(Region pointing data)
Segment Open

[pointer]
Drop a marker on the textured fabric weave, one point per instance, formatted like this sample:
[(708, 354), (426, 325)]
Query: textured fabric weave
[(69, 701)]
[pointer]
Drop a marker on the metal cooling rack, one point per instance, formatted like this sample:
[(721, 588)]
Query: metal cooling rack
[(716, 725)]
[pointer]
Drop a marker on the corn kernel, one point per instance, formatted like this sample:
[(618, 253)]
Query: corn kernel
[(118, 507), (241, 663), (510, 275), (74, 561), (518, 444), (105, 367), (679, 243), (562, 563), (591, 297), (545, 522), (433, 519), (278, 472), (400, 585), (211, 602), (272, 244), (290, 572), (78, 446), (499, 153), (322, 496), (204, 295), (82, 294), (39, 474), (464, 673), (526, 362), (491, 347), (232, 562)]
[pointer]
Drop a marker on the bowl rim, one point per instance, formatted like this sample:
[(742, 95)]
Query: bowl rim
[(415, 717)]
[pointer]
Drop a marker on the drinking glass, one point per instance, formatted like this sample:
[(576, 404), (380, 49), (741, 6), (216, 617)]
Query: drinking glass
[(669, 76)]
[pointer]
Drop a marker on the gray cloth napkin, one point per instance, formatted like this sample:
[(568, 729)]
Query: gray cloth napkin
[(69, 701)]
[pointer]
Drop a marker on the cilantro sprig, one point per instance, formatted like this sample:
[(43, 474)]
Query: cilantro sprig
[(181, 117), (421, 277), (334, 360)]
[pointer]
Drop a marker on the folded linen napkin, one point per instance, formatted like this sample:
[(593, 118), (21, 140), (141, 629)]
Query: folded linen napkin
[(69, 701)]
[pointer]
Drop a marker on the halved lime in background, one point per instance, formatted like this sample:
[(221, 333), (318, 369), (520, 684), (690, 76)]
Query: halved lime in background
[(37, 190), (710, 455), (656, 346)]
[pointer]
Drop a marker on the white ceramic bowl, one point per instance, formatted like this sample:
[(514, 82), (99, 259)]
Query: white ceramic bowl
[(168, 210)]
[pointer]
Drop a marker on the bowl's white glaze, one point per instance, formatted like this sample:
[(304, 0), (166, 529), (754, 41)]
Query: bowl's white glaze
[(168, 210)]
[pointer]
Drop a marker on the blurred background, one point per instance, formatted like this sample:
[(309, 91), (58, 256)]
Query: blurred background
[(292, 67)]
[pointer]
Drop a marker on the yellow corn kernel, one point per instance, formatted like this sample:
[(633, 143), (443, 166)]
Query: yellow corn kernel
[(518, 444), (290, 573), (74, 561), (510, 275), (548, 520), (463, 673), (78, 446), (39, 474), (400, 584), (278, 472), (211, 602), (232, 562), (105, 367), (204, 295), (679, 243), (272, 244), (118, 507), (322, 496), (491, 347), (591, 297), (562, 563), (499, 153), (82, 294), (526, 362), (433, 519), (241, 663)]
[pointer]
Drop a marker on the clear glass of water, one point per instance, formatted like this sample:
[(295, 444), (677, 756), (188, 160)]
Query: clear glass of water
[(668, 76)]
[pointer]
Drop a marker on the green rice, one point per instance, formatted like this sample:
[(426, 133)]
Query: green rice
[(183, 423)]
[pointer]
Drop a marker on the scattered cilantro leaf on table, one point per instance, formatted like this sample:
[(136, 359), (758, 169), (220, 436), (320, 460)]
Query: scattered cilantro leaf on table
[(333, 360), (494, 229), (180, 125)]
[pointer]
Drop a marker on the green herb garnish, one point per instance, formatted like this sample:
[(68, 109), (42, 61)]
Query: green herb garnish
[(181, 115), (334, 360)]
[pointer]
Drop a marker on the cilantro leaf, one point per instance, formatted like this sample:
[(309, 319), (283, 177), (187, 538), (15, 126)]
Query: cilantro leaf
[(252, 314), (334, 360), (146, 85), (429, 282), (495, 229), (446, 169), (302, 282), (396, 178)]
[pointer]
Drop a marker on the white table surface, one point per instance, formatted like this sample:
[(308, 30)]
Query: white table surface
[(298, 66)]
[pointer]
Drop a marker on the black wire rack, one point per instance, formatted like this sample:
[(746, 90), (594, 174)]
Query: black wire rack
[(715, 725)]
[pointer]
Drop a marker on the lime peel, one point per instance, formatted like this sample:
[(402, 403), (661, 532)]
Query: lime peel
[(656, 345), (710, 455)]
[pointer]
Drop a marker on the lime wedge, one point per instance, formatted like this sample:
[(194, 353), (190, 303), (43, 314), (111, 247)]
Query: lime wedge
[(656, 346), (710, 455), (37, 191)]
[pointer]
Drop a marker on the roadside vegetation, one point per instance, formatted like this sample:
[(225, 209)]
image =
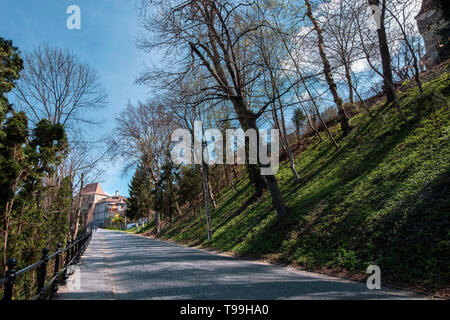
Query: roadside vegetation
[(381, 199)]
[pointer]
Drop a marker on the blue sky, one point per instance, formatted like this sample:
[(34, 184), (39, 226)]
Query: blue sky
[(106, 41)]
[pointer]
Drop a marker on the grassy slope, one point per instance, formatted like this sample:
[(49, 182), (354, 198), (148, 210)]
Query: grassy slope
[(382, 199)]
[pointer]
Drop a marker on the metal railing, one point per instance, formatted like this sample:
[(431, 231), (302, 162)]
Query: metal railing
[(46, 290)]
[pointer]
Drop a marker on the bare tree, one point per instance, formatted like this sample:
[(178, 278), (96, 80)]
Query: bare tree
[(142, 136), (211, 36), (345, 126), (55, 85)]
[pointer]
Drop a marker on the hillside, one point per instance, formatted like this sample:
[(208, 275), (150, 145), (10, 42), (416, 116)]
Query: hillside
[(381, 199)]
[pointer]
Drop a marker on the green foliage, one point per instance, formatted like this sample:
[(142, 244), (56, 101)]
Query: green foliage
[(29, 221), (10, 65), (140, 195), (382, 198)]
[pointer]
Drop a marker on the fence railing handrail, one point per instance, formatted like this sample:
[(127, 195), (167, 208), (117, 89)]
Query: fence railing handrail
[(74, 249)]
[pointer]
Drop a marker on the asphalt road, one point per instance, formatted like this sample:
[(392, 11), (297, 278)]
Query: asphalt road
[(120, 266)]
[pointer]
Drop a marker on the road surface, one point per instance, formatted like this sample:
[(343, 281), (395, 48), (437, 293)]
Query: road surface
[(121, 266)]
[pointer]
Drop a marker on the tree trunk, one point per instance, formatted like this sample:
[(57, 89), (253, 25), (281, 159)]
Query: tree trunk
[(384, 52), (348, 76), (248, 119), (157, 222), (343, 118), (211, 195), (80, 200), (206, 192)]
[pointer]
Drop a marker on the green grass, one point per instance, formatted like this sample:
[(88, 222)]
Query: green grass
[(146, 228), (381, 199)]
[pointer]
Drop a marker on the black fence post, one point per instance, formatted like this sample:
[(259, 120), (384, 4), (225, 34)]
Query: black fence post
[(56, 270), (42, 272), (11, 275), (66, 264)]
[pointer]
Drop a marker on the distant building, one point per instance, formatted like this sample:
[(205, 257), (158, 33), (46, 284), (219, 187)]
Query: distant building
[(90, 196), (107, 208), (433, 24)]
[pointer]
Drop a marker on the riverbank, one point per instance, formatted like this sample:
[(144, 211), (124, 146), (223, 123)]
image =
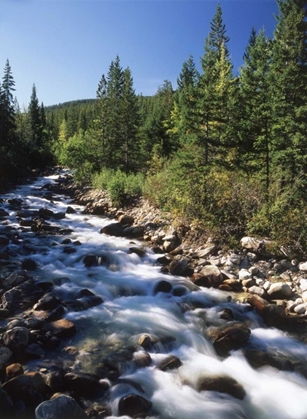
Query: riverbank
[(252, 272), (125, 312)]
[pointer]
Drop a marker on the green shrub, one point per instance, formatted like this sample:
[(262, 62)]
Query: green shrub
[(134, 184), (100, 180)]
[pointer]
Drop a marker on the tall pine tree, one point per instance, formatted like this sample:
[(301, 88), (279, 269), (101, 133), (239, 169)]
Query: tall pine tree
[(289, 90)]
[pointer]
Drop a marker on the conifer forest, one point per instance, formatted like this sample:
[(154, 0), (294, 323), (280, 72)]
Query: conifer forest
[(223, 151)]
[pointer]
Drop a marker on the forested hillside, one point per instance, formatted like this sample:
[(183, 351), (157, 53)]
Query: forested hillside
[(225, 151)]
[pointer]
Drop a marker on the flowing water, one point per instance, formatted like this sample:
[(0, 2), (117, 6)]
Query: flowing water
[(131, 308)]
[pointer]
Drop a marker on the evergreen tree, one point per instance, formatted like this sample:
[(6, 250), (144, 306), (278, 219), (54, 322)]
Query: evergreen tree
[(131, 125), (114, 118), (289, 89), (255, 107), (100, 122), (7, 111), (184, 119), (217, 88)]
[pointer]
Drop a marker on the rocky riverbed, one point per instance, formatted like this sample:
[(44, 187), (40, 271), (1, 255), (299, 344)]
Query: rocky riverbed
[(220, 305)]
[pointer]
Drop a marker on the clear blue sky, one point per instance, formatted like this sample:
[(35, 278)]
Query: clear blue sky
[(64, 46)]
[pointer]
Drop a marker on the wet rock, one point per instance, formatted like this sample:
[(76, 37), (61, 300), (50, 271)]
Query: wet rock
[(55, 314), (61, 407), (227, 314), (3, 213), (22, 387), (90, 260), (126, 220), (302, 266), (233, 285), (170, 243), (4, 241), (134, 232), (178, 266), (28, 264), (4, 313), (204, 253), (16, 339), (113, 229), (137, 250), (55, 380), (257, 290), (258, 358), (47, 302), (222, 383), (15, 369), (209, 276), (59, 215), (142, 359), (145, 341), (134, 405), (170, 362), (62, 328), (273, 315), (84, 303), (163, 260), (244, 274), (258, 303), (22, 297), (34, 351), (163, 286), (5, 355), (107, 370), (157, 250), (7, 406), (69, 250), (229, 337), (45, 213), (70, 210), (82, 384), (279, 291), (252, 244)]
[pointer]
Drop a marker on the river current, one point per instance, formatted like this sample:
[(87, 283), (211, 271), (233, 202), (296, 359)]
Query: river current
[(131, 307)]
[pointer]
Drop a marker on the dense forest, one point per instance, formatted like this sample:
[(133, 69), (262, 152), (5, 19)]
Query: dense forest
[(225, 152)]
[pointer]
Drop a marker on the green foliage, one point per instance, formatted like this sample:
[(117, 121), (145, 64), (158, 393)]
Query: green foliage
[(119, 184), (283, 218)]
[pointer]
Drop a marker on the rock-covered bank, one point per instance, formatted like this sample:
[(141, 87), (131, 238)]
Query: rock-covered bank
[(40, 371), (271, 285)]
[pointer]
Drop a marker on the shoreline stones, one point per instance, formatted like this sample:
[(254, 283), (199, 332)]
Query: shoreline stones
[(276, 289)]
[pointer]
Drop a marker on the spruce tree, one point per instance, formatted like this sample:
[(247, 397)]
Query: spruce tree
[(256, 108), (184, 119), (289, 90), (131, 125), (217, 87), (7, 111), (114, 118)]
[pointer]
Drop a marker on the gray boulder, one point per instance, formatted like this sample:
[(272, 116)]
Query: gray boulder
[(61, 407)]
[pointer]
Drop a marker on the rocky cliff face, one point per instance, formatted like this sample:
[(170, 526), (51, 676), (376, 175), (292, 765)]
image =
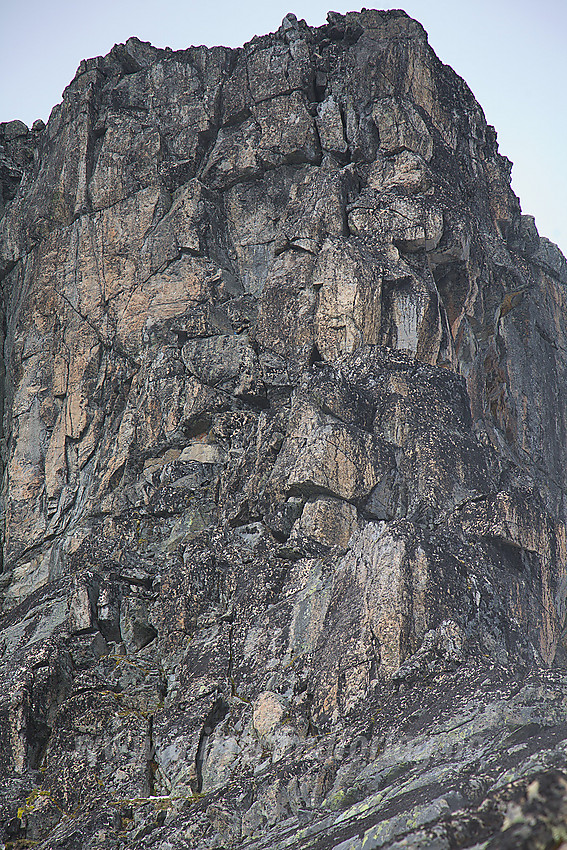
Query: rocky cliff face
[(285, 458)]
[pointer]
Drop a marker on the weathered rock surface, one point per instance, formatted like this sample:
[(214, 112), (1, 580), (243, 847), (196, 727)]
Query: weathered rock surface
[(284, 458)]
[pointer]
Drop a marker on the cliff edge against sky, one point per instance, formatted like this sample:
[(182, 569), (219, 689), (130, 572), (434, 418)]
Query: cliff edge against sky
[(284, 458)]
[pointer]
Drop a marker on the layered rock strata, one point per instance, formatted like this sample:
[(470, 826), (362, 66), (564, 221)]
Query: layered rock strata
[(284, 458)]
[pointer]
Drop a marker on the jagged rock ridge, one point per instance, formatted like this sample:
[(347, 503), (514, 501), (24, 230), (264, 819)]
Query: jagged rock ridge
[(284, 456)]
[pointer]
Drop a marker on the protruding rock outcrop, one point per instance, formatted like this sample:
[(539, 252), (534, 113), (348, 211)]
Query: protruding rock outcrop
[(285, 453)]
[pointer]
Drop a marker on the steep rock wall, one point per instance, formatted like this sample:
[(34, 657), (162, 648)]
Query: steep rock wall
[(284, 438)]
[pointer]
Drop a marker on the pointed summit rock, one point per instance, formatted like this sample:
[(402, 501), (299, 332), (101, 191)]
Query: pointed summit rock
[(284, 458)]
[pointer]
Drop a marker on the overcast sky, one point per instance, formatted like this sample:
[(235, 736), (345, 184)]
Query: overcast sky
[(512, 53)]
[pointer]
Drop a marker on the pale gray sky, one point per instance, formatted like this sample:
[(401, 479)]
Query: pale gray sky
[(512, 53)]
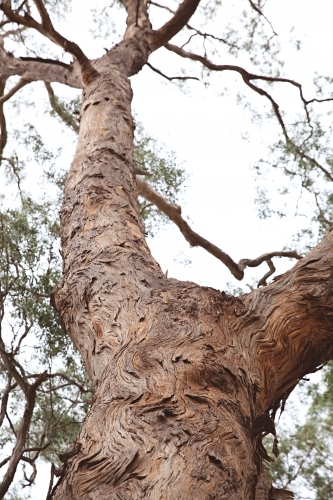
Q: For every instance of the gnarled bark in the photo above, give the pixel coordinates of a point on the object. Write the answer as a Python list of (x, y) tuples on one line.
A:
[(185, 375)]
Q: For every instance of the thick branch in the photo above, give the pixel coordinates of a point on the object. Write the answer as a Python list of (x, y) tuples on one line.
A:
[(137, 16), (46, 28), (3, 125), (40, 69), (247, 78), (181, 17), (58, 109), (194, 239)]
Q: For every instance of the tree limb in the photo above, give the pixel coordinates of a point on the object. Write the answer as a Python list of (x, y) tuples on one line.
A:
[(21, 435), (46, 28), (170, 78), (65, 116), (194, 239), (247, 78), (33, 69), (182, 15), (191, 28)]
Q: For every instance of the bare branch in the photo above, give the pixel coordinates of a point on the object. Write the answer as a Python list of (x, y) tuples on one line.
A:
[(3, 125), (137, 16), (10, 367), (197, 32), (260, 12), (170, 78), (194, 239), (46, 28), (33, 69), (247, 78), (20, 84), (4, 400), (181, 17), (66, 117)]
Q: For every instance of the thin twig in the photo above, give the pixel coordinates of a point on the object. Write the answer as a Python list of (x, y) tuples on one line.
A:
[(170, 78), (194, 239)]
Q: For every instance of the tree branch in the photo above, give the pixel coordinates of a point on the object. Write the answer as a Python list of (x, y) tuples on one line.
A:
[(247, 78), (191, 28), (46, 28), (33, 69), (22, 434), (3, 125), (137, 16), (181, 17), (170, 78), (66, 117), (194, 239)]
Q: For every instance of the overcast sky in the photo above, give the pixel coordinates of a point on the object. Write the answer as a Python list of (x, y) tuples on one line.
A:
[(205, 128)]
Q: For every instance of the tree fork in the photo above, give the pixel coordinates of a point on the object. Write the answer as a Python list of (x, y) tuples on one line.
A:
[(184, 375)]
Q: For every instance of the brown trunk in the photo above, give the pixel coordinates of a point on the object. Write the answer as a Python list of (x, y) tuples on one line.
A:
[(184, 375)]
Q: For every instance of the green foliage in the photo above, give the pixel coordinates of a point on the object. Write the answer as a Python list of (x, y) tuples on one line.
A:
[(33, 338), (162, 173), (305, 463)]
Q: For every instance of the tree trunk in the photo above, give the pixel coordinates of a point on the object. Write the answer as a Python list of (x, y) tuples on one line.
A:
[(184, 375)]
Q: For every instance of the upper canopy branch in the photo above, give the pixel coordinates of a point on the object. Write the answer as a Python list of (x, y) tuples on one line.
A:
[(247, 78), (46, 28), (39, 69), (194, 239), (180, 18)]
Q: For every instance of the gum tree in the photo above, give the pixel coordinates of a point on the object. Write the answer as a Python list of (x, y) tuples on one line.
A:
[(187, 380)]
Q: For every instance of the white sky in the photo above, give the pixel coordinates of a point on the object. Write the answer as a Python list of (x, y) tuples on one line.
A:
[(205, 131)]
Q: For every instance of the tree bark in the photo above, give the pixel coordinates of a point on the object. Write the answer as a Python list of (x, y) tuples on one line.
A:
[(184, 375)]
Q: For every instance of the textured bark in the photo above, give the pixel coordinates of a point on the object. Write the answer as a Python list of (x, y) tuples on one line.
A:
[(184, 375)]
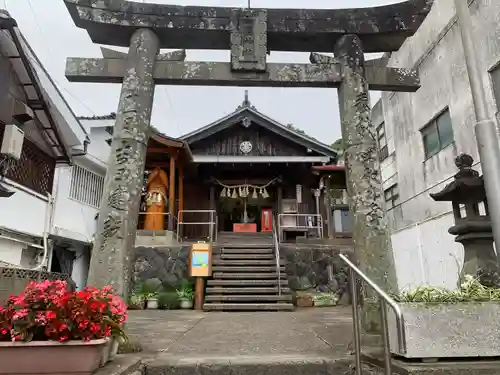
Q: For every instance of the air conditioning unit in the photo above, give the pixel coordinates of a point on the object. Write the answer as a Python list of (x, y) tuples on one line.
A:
[(12, 143)]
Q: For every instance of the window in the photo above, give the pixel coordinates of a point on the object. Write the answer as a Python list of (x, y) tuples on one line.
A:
[(382, 142), (438, 134), (86, 186), (495, 80), (391, 196)]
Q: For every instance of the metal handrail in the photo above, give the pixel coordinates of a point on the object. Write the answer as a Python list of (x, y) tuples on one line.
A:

Segment Closed

▸ **Directions**
Retrieve each line of the data in which the word "branch" can be found.

▸ **Answer area**
Q: For every instance of the thick branch in the photo above, give the pixel coordinates of a point on the object. Write the answer as a Python list of (x, y) tuples on one line.
Q: For every instance of the bare branch in the photo above, give the pixel coordinates of a point on the object. Write the answer as a Python list of (x, y) tuples on one line.
Q: For every instance of the tree branch in the photo above, give the pixel coordinates of a point on the object. Write the answer as a Python list of (x, y) tuples on one line.
Q: For every instance of the upper canopy branch in the photo above, give the pixel coordinates of a point on the object. Write the answer as a Python list of (x, y) tuples on one line.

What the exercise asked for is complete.